Netflix muss sich, bevor Warner, Apple und Disney mit Konkurrenz-Diensten loslegen, mächtig ins Zeug legen, um seine Kundschaft bei Laune zu halten. Da sind Superhelden sicher immer ein probates Mittel. Gut für Netflix, dass es diese Helden nicht nur von Marvel und DC gibt, sondern auch von Comic-Schmieden wie Dark Horse Comics.
Dort haben zum Beispiel auch die Protagonisten der „Umbrella Academy“ ihre Heimat. Die Serie stammt aus der Feder von Gerard Way und Gabriel Bá, wobei euch der erstgenannte Name auch aus anderem Grund ein Begriff sein könnte. Way war nämlich auch Gründer und Sänger der Band „My Chemical Romance“. Nachdem er bei der längst aufgelösten Band also hauptsächlich Herzen von Emo-Mädchen in Wallung brachte, ist er nun als Comic-Zeichner erfolgreich und verzückt demzufolge mittlerweile Comic-Fans.

§ Bereitgestellte Daten
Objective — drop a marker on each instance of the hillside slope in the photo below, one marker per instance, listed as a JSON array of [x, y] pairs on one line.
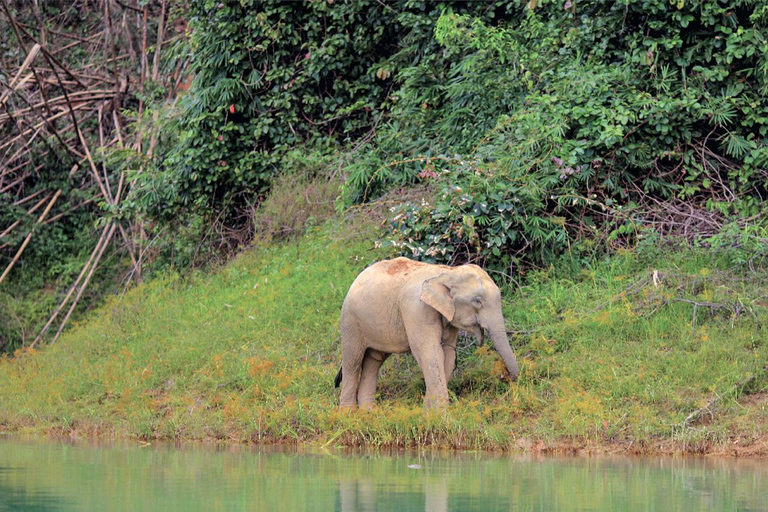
[[663, 351]]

§ Zu erledigende Aufgaben
(a) Beantworten Sie anhand des Auszugs über die „Umbrella Academy“ jeweils knapp:
(i) Welche drei Unternehmen wollen mit Konkurrenz-Diensten loslegen?
(ii) Bei welcher Comic-Schmiede haben die Protagonisten der „Umbrella Academy“ ihre Heimat?
(iii) Welche Band hat Gerard Way gegründet?
(b) Führen Sie den Auszug über die „Umbrella Academy“ im Anschluss an seinen letzten Satz fort.

§ Ergebnisse der Übung
(a)
(i) Warner, Apple und Disney
(ii) Dark Horse Comics
(iii) My Chemical Romance

(b)
Mit „The Umbrella Academy“ ist jetzt erstmals eine Serie aus seiner Feder auf Netflix als Original zu bestaunen und — so viel kann ich vorwegnehmen — es gibt in den zehn Folgen der ersten Staffel in der Tat jede Menge zu bestaunen. Ich hab die Hefte nicht gelesen, hab mir aber erzählen lassen, dass die Story dort noch komplexer ist als in der Netflix-Umsetzung. Das soll aber nicht heißen, dass die Serie schlicht geraten wäre. Im Gegenteil: In den ersten ein, zwei Folgen (die Staffel besteht aus zehn einstündigen Episoden) werdet ihr zugeschüttet mit Infos. Da gilt es, ordentlich aufzupassen und die Informationen gierig in sich aufzusaugen.
Aber egal, wie gut man aufpasst: Es stellen sich dennoch unzählige Fragen und so viel kann ich schon verraten — die meisten werden nicht beantwortet. Fragen wie:
- Wieso werden 43 Mädchen weltweit am gleichen Tag Mutter — ohne vorher schwanger gewesen zu sein?
- Wieso weiß der äußerst kauzige Milliardär Sir Reginald Hargreeves überhaupt davon, dass diese Kinder besondere Kräfte haben?
- Wieso kann der Affe sprechen?
- Wieso ist die Mutter ein Roboter?
- Wie verdammt nochmal halten diese merkwürdigen Brillen?
- Wieso hat Luther so einen merkwürdigen Körperbau?
- Wieso ist Nr. 5 gleichzeitig deutlich älter und deutlich jünger als alle anderen?
- Wie ist die Nr. 6 der sieben Geschwister gestorben?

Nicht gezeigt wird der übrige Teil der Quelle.